Written problem = List each line of the listing below that contains the word "water". Case counts.

Dataset content =
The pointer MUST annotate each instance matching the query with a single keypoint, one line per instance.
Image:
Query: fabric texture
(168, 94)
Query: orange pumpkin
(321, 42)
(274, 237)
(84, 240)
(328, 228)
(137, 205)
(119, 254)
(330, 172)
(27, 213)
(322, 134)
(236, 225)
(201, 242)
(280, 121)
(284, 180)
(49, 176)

==

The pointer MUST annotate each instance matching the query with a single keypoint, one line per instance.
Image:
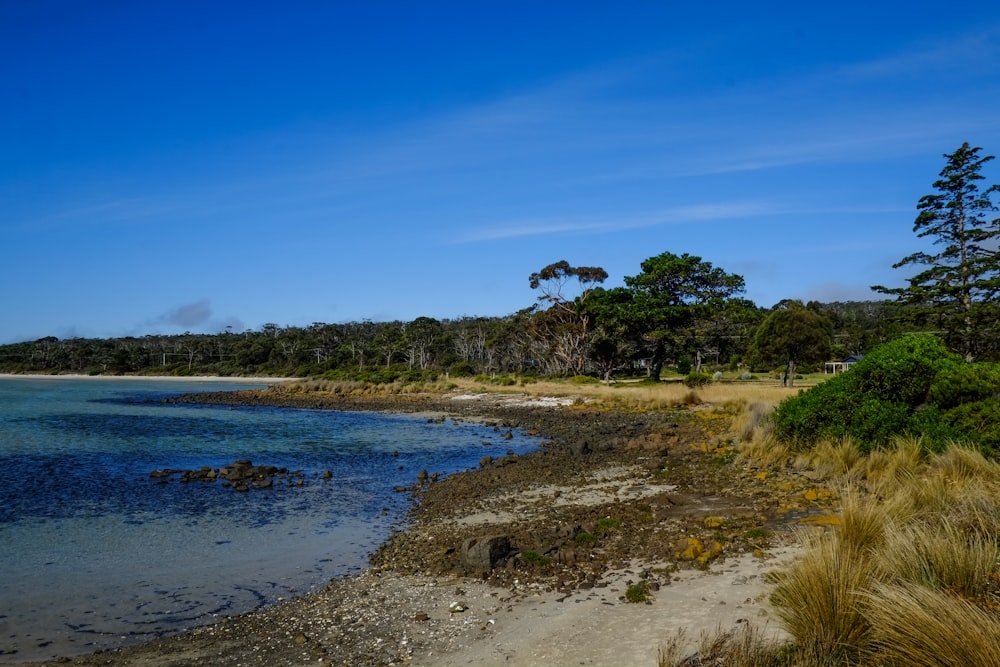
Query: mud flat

---

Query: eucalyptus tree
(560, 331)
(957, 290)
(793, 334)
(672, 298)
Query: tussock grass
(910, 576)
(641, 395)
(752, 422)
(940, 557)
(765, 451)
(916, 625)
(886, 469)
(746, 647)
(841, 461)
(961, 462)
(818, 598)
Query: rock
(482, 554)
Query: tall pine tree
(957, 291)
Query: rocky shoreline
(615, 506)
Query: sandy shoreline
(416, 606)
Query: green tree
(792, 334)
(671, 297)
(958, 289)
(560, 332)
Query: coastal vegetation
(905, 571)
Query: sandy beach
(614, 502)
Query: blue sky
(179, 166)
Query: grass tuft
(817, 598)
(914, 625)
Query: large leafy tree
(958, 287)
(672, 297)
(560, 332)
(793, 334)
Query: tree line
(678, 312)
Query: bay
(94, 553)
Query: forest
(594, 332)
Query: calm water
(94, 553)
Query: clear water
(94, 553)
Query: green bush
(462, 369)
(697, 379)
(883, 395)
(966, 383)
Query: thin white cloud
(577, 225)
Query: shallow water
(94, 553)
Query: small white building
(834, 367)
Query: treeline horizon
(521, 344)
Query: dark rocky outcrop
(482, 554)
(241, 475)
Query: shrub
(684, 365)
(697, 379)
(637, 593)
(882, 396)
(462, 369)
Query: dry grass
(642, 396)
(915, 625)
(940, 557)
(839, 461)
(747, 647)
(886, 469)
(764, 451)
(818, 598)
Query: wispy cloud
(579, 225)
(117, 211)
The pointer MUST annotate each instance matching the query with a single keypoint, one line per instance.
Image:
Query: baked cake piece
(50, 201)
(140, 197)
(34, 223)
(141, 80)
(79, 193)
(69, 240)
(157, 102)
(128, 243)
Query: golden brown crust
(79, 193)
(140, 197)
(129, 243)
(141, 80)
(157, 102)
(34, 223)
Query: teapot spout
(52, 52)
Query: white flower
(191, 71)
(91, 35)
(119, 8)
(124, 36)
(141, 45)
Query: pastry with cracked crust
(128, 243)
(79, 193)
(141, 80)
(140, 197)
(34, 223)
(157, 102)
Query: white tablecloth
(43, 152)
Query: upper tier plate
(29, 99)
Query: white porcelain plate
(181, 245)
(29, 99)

Solution to this exercise =
Query: calm water
Query: clear water
Query: shallow water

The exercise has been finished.